# [To do]
Please output exactly the lines from the one containing "Would you kindly indicate the chicken" through the last line of the records, both included.

# [Dataset entries]
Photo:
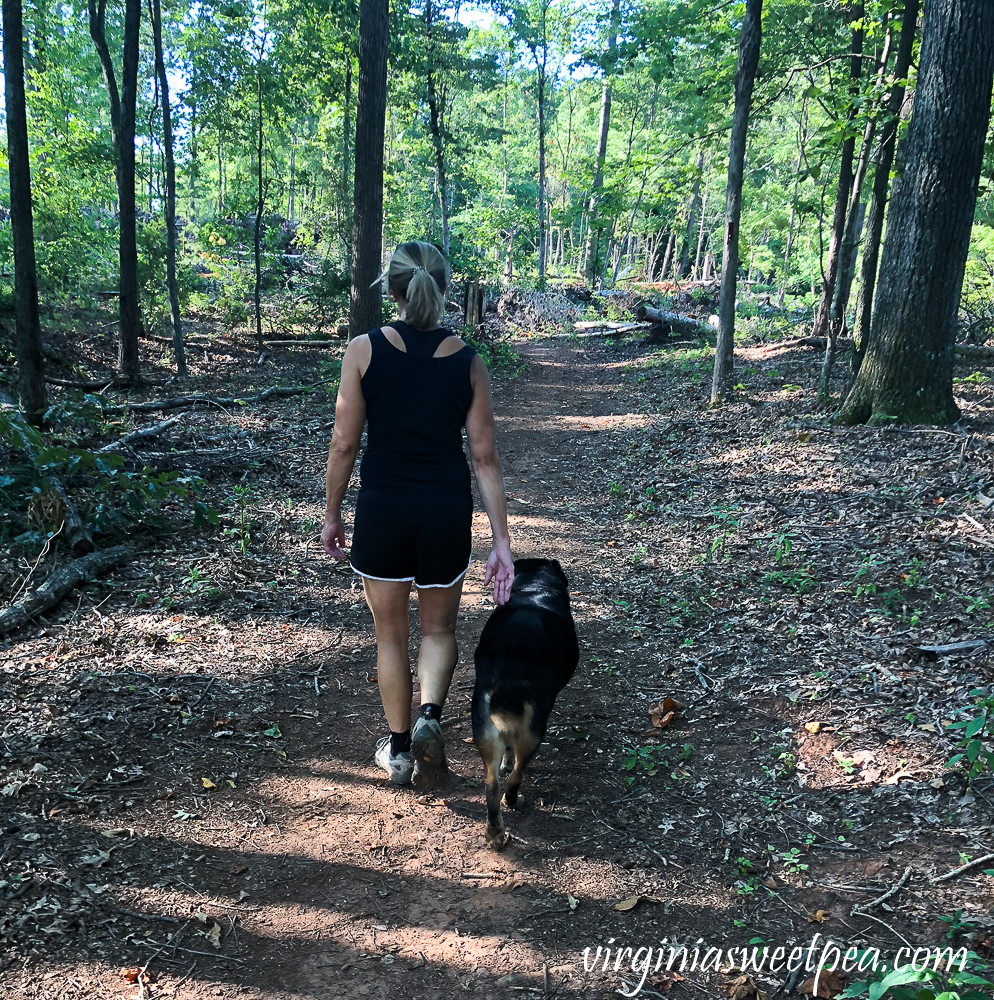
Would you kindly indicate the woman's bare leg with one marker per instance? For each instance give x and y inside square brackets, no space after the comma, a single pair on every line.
[438,608]
[389,601]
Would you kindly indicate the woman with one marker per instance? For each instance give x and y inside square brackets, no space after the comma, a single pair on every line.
[417,385]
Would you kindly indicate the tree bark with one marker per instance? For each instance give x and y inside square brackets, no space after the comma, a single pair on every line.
[855,213]
[542,228]
[881,182]
[802,137]
[365,310]
[745,78]
[155,14]
[436,116]
[346,228]
[686,264]
[30,368]
[842,192]
[906,376]
[123,110]
[59,584]
[590,261]
[260,202]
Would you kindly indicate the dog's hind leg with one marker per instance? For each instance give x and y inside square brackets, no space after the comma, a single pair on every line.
[491,749]
[525,746]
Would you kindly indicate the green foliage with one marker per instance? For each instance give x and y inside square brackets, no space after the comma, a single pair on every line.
[976,741]
[965,977]
[111,499]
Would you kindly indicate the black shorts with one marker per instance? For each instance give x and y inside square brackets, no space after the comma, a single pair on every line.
[434,556]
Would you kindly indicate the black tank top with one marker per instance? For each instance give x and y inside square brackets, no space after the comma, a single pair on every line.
[414,468]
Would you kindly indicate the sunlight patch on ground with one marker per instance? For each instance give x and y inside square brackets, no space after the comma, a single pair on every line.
[577,423]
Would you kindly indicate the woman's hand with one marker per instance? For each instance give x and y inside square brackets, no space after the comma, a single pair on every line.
[500,569]
[333,537]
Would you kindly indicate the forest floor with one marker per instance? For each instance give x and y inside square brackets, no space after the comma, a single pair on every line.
[187,774]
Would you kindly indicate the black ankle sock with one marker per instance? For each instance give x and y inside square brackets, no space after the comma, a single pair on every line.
[431,711]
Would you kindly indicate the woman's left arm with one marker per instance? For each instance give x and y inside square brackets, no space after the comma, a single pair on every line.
[350,415]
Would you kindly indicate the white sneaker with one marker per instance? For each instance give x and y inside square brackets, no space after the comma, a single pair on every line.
[400,767]
[428,749]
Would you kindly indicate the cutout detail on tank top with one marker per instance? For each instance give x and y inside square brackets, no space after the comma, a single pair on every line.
[403,350]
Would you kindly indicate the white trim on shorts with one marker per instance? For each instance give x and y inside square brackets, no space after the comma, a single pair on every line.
[427,586]
[410,579]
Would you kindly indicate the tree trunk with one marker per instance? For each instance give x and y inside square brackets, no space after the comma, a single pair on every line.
[702,234]
[855,213]
[881,182]
[542,231]
[291,206]
[906,376]
[590,261]
[194,163]
[155,14]
[30,368]
[436,121]
[365,309]
[259,204]
[347,160]
[123,109]
[667,256]
[130,310]
[695,207]
[745,78]
[842,193]
[801,140]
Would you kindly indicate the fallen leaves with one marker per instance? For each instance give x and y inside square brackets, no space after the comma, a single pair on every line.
[632,901]
[826,984]
[745,988]
[662,713]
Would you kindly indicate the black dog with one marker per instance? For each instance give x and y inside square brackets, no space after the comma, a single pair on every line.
[526,656]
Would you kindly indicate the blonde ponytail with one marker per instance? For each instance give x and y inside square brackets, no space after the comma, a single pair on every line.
[417,272]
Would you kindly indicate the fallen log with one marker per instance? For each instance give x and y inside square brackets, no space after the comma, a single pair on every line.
[144,432]
[671,322]
[95,385]
[77,533]
[611,327]
[303,343]
[177,402]
[953,648]
[59,584]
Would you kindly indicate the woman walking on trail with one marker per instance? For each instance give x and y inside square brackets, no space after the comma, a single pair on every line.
[417,385]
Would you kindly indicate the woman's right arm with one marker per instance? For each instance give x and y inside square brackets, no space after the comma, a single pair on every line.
[480,431]
[350,415]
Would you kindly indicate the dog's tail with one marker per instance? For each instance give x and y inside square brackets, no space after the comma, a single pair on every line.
[511,710]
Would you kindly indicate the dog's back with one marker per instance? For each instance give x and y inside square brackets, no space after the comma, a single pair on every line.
[527,653]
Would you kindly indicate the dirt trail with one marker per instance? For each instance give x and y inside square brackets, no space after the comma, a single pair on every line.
[208,761]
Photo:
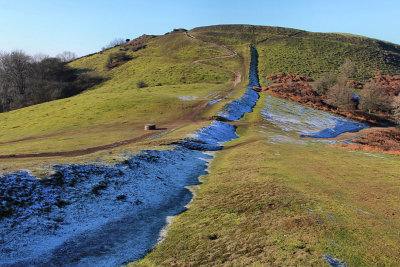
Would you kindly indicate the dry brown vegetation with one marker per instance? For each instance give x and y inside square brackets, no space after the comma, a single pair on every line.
[298,89]
[380,140]
[301,91]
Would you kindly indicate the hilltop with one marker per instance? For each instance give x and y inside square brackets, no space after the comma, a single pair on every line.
[83,183]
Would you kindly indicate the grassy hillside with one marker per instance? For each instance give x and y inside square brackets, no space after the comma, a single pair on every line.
[288,205]
[117,109]
[308,53]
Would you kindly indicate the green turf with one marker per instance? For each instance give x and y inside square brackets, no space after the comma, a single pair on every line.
[308,53]
[287,204]
[117,109]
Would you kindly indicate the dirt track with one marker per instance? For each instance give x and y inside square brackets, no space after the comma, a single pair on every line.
[188,117]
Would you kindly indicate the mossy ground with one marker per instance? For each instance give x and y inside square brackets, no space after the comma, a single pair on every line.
[117,109]
[287,204]
[263,203]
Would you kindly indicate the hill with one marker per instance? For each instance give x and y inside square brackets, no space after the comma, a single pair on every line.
[268,184]
[308,53]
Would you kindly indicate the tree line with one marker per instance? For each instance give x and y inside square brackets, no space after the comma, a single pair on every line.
[28,80]
[337,91]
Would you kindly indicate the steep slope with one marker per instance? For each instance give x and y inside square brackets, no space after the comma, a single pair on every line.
[116,110]
[307,53]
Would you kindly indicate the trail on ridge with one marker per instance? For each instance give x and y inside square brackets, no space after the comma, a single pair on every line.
[189,117]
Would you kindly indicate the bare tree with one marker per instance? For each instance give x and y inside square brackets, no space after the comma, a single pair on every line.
[396,109]
[373,97]
[66,56]
[16,68]
[340,96]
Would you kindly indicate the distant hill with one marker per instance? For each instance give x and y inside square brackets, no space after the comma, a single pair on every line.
[308,53]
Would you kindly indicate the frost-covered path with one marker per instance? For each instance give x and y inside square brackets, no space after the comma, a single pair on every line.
[91,215]
[293,119]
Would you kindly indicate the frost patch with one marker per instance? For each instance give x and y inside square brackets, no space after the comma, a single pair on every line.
[187,98]
[210,138]
[87,215]
[306,121]
[236,109]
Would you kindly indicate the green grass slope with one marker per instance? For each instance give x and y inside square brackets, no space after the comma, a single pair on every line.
[286,204]
[307,53]
[117,109]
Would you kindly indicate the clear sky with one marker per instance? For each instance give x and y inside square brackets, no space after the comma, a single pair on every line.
[83,26]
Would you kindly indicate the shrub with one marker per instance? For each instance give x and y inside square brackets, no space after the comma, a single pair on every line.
[340,96]
[141,84]
[116,59]
[373,97]
[113,43]
[323,83]
[347,69]
[396,109]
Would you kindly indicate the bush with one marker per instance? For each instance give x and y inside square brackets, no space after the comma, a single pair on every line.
[116,59]
[113,43]
[373,97]
[396,109]
[347,69]
[340,96]
[323,83]
[141,84]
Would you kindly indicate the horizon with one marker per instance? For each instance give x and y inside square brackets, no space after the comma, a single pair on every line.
[83,28]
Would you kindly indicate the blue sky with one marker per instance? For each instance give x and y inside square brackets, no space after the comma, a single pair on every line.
[84,26]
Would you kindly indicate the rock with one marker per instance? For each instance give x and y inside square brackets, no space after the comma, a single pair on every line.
[148,127]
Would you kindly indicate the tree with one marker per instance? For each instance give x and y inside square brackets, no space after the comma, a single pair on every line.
[347,69]
[396,109]
[340,96]
[323,83]
[372,97]
[15,69]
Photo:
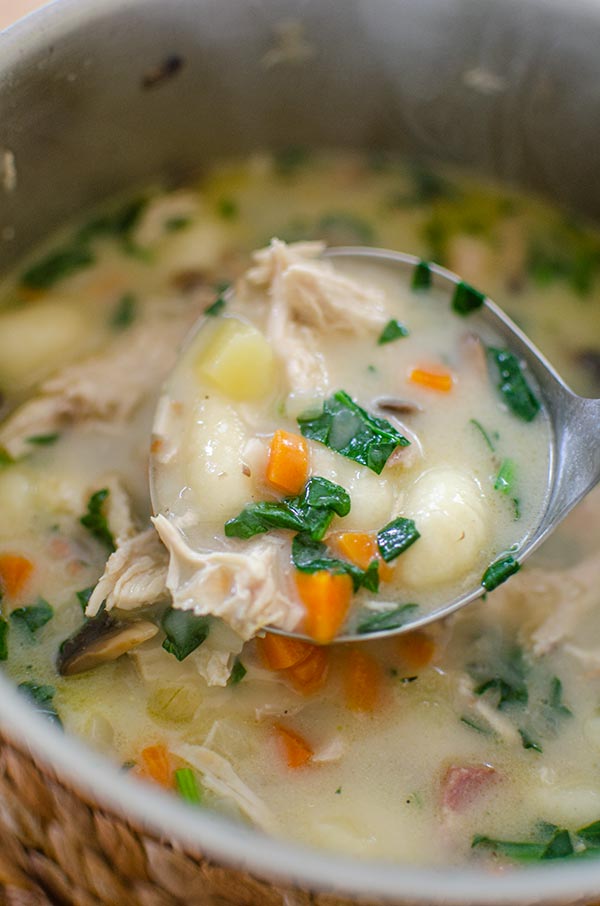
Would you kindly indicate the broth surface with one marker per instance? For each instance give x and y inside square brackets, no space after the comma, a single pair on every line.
[484,730]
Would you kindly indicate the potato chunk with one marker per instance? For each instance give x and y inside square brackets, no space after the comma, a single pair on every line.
[239,360]
[36,340]
[450,511]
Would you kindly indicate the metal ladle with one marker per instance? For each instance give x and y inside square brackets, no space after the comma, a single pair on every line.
[574,467]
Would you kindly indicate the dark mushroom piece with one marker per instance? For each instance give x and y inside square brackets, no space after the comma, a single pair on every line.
[473,354]
[101,640]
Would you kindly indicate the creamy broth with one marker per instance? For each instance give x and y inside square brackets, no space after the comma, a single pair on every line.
[468,494]
[412,749]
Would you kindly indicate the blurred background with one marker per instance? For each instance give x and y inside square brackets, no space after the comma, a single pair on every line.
[10,10]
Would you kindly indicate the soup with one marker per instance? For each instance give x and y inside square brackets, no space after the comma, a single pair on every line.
[475,740]
[261,470]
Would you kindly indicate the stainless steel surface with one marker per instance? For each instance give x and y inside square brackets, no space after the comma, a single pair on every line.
[509,87]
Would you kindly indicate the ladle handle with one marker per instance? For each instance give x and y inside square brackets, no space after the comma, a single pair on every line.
[577,454]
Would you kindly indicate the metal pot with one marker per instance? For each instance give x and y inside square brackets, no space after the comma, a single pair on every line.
[97,96]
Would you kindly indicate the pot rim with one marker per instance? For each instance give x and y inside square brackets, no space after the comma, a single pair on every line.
[216,836]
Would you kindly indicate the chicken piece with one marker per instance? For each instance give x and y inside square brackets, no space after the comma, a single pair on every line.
[105,387]
[135,575]
[240,588]
[307,297]
[549,606]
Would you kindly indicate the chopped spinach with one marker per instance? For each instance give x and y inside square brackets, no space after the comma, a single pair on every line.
[528,741]
[421,278]
[238,672]
[216,307]
[184,632]
[393,330]
[499,571]
[84,596]
[379,621]
[34,616]
[95,520]
[56,266]
[187,786]
[555,700]
[312,512]
[176,224]
[228,208]
[3,639]
[43,698]
[310,556]
[345,427]
[396,537]
[43,440]
[505,479]
[125,312]
[484,433]
[513,387]
[466,299]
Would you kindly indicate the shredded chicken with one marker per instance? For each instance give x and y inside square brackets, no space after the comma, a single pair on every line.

# [Result for this task]
Would you kindly indicate the chicken piece with one marker per instance? For each instance give x and y inside square brackets, no space after the comma, a single pair on every line.
[105,387]
[135,575]
[240,588]
[307,297]
[549,606]
Would you kindly indicate the chopped spinach with one marker per instance? For each instance give x and y inside square brackets, no space after the comma, a single pair on every line.
[528,741]
[421,278]
[238,672]
[216,307]
[184,632]
[393,330]
[499,571]
[84,596]
[379,621]
[34,616]
[95,520]
[56,266]
[187,786]
[555,700]
[312,512]
[176,224]
[228,208]
[3,639]
[43,698]
[310,556]
[345,427]
[396,537]
[43,440]
[505,479]
[125,312]
[484,433]
[513,387]
[466,299]
Would you kindly indicate the shredded chicken with one marker per instance? For each instance give x and y inside square brackets, no space after the comma, a single pair on every line.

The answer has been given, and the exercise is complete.